#### RECORDS PROVIDED
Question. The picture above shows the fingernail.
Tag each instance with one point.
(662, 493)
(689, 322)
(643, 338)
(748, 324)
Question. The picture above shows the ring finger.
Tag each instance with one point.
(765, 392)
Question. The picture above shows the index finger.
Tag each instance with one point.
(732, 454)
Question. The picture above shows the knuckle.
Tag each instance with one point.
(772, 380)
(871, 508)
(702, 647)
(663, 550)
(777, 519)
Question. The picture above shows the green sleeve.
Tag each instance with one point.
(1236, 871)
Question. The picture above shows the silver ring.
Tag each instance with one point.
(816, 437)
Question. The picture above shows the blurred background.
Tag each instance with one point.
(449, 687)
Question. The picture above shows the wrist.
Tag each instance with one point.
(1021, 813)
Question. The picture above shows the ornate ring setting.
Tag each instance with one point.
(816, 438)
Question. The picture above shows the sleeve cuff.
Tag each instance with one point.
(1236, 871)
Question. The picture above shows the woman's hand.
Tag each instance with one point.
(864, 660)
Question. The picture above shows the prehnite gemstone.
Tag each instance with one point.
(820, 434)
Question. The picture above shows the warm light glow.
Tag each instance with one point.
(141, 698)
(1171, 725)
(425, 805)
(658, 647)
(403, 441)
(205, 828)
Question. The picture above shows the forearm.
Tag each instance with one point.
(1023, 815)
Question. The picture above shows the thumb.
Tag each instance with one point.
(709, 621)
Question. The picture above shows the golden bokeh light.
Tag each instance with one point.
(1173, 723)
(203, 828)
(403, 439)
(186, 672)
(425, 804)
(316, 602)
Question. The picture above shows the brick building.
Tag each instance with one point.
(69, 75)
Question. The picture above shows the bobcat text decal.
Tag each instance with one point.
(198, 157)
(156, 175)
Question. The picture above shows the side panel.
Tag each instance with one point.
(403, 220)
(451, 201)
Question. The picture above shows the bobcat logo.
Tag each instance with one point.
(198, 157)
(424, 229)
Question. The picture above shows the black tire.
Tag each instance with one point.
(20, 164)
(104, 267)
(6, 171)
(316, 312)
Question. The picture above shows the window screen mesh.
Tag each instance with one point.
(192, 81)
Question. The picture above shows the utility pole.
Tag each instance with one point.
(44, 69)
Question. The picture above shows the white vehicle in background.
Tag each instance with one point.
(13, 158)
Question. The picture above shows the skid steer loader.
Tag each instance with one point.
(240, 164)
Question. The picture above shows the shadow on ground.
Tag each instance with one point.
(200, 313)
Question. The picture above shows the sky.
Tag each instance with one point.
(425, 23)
########
From the first line of the data through the line with "Question. The picture above shows the golden", quote each line exactly and add nothing else.

→ **EXERCISE RESPONSE**
Question. The picture above shows the fingernail.
Tag each instance with one point.
(662, 493)
(689, 322)
(643, 338)
(748, 324)
Question. The picture above shows the ring finger.
Tag each instance with one point.
(765, 392)
Question. The picture above shows the index finger.
Tag each instance with one point.
(732, 454)
Question. The picture above shows the knuckle.
Tag each instance with one point.
(772, 380)
(871, 508)
(702, 647)
(663, 550)
(777, 519)
Question. The picture above shows the green sleeve.
Tag each instance with one point.
(1236, 871)
Question. The picture above shows the silver ring.
Tag each instance with one point.
(816, 437)
Question. The picture above shows the blurred background.
Tag each instance with one point.
(449, 687)
Question. The picture above shows the wrist.
Tag each instance with one point.
(1021, 813)
Question. The picture above shows the ornate ring setting.
Tag each instance with one point.
(816, 438)
Question. The picture above shows the sleeve cuff.
Tag each instance with one point.
(1236, 871)
Question. The picture above shows the woman's hand.
Tag each instance with one point.
(864, 660)
Question. The picture above shows the prehnite gemstone.
Tag each instance with one point.
(820, 434)
Question. The picture above shows the warm light glow.
Tag each instance with one point.
(141, 698)
(1171, 725)
(425, 805)
(658, 647)
(403, 441)
(205, 828)
Question. The picture above shows the forearm.
Tag each instance with one point.
(1023, 815)
Question. The picture above shows the thumb.
Tag each instance with one point.
(709, 621)
Question. The picture above shows the golden bokeh light.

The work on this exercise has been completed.